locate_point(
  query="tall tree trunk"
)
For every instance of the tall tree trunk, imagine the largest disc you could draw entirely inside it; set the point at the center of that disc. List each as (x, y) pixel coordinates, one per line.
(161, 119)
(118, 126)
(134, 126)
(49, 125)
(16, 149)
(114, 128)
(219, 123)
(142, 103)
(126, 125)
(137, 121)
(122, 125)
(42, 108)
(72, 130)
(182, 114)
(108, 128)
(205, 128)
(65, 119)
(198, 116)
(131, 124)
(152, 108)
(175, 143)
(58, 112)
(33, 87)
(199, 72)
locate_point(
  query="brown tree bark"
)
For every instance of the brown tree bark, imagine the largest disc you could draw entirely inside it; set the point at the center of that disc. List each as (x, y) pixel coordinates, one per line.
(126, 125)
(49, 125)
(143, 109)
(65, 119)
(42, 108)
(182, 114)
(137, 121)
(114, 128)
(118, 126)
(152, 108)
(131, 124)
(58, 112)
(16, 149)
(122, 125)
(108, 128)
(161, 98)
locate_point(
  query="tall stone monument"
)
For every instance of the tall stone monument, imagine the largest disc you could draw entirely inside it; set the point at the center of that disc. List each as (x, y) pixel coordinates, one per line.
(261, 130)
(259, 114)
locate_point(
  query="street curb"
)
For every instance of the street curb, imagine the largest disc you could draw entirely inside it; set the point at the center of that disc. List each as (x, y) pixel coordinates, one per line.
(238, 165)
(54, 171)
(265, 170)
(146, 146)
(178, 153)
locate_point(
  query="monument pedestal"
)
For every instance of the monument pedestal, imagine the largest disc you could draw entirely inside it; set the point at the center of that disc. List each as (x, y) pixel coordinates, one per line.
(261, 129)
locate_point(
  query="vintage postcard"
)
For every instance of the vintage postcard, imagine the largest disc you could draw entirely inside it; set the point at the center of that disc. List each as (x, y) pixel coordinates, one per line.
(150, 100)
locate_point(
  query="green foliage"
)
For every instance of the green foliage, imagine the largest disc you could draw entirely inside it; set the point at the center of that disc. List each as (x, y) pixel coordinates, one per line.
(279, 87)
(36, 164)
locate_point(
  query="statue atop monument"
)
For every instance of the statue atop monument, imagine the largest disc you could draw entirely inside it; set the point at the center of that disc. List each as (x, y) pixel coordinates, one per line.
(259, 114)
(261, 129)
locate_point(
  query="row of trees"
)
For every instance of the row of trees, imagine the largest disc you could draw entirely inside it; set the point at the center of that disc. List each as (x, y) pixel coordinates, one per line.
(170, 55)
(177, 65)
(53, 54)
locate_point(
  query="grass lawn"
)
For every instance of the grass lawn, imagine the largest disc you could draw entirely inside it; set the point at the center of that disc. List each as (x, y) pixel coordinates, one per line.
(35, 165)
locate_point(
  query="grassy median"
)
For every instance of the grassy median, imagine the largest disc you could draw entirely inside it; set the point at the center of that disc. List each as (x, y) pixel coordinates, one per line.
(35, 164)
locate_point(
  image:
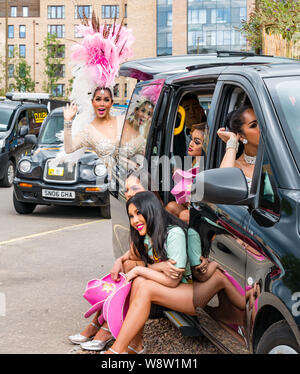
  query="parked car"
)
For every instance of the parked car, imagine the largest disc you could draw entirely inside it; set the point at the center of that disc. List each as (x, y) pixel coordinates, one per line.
(37, 182)
(255, 237)
(17, 118)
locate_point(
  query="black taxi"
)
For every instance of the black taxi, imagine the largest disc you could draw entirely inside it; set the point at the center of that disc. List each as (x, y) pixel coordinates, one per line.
(253, 235)
(37, 182)
(20, 114)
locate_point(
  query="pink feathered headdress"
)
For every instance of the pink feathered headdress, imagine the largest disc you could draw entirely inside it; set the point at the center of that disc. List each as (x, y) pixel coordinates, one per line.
(102, 50)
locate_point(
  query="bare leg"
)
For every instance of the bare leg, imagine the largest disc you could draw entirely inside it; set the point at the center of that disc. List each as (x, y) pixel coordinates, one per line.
(179, 298)
(103, 334)
(91, 330)
(138, 313)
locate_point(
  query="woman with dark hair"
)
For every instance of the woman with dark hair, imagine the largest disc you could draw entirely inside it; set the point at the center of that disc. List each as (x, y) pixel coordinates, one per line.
(95, 337)
(195, 151)
(243, 127)
(102, 134)
(157, 236)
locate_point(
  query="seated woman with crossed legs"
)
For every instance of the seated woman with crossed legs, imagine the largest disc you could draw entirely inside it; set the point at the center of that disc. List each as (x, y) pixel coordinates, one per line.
(156, 237)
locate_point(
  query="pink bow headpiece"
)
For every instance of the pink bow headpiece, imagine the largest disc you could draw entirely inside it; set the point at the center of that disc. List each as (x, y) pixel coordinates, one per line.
(103, 49)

####

The material above holds pictures; copy everything else in it exactly.

locate_point(
  query="tall tree trunk"
)
For every instance of the tall tree trunk, imagine the largest disc you could draw entirely inside it; set the point at the center of that disc. List each as (x, y) pixel coordinates, one per line.
(161, 119)
(118, 126)
(134, 126)
(49, 125)
(16, 149)
(114, 128)
(219, 123)
(142, 103)
(126, 125)
(137, 121)
(122, 125)
(42, 108)
(72, 130)
(182, 114)
(108, 128)
(205, 128)
(65, 119)
(198, 116)
(131, 124)
(152, 108)
(175, 143)
(58, 112)
(33, 87)
(199, 72)
locate_point(
  query="brown tree bark"
)
For every instance of the brown tree bark, imagine the largest disc you could draw entirely inside it; set the point at the center of that disc. List each as (x, y) pixel coordinates, one per line.
(126, 125)
(49, 125)
(143, 109)
(65, 119)
(42, 108)
(182, 114)
(137, 121)
(114, 128)
(118, 126)
(152, 108)
(131, 124)
(58, 112)
(16, 149)
(122, 125)
(108, 128)
(161, 98)
locate_point(
  query="tall stone monument"
)
For every instance of the tall stone monument, imagine the largest disc you could draw entirely inside it; set the point at the center of that disc. List each as (x, y) pixel coordinates, one per line.
(261, 130)
(259, 114)
locate_point(
  query="street curb"
)
For every instance of the street curb, imagine the largest disc you could draw entirely inside it; set the point at the center of that disc. List each as (x, y) pixel coordinates, one per line.
(238, 165)
(54, 171)
(265, 170)
(146, 146)
(178, 153)
locate_point(
  query="monument pedestal"
)
For every instance of the monument pedestal, imagine the largest disc you could draw entirely inside it; set the point at the center of that disc. List each as (x, y) pixel coordinates, one per line.
(261, 129)
locate_point(
  query="vintage postcard"
)
For every instance of the vintage postcard, imagine the largest disc you could draw entirely inside it; set the point at the center of that disc. List each as (x, y) pixel coordinates, one per line.
(150, 100)
locate_point(
  query="green foliage"
)
For every instance of the green foliage, imagine the largest disc you could draw entirely inside it; set the point at the center of that disc. List each as (x, y) pixel coordinates, one per line.
(279, 87)
(36, 164)
locate_point(
  query="statue atop monument"
)
For every instance of the statue atop monument, imagine the largest disc you could draw entirely inside it; set the point at the center of that disc. List each as (x, y) pixel coordinates, one per line.
(259, 114)
(261, 129)
locate_point(
  query="row of trees"
)
For every instance of the row of trees, imagine the largest disc you could draw entirely inside it; set the point at the center of that disc. List each as (x, y) pixel coordinates, one per line.
(170, 55)
(177, 65)
(53, 54)
locate_point(
  query="grass lawn"
)
For every instance of the grass lawn, imagine the largest disc you could draw entirely inside it; set the point at the center of that disc. List each as (x, y) pixel coordinates, one per line.
(35, 165)
locate_point(
  query="grassy median"
)
For every instance of the grassy median, imagine the largest disc you could draw entirely inside it; set the point at the center of that disc. List each as (x, y) pixel coordinates, one per line.
(35, 164)
locate_point(
  image:
  query="parked car"
)
For every instance of the parked car, imagine the largest disc you could draw entirely inside it; set the point at the center of that disc. List each as (x, y) pixel coordinates, one per line.
(37, 182)
(255, 237)
(17, 118)
locate_point(
  query="black taxi"
)
For every instance of the black taxi, imagine the largest disc you could draw entirely inside it; set the point at the center of that disc. List each as (x, y) pixel coordinates, one per line.
(253, 235)
(37, 182)
(20, 114)
locate_point(
  query="pink feathered headdress"
)
For every instance of the pink feathered headdress, imagine the largest disc you could draw entirely inside it; set the point at the center of that disc. List each as (x, y) pixel coordinates, one per line.
(102, 50)
locate_point(
  query="bare leg"
)
For every instance of the bare leg, imagine the largest disc you could draw entirely inside it; set the point at the center of that disc. List each as (x, y) pixel coordinates, one per line.
(179, 298)
(103, 334)
(91, 330)
(138, 313)
locate_point(
  query="woman with dark hair"
)
For every instance of the woman with dark hair, imagine the largest disc you could draw entirely inside it; set the point at the center of that disc. List each as (x, y) pixel coordinates, one per line.
(95, 337)
(195, 151)
(243, 127)
(102, 134)
(157, 236)
locate_point(
  query="seated woman with crossed legs"
)
For every instance of the seated woman with crossed legs, imagine the largest disc you could draw entirely inside it; set the point at the center of that disc. List each as (x, y) pixel coordinates, one per line.
(156, 237)
locate_point(
  query="pink bow headpiece"
)
For every instance of the pink bow headpiece, imagine the largest disc you could draw entirely inside it; set the point at the center of that disc. List each as (x, y) pixel coordinates, one per line.
(103, 49)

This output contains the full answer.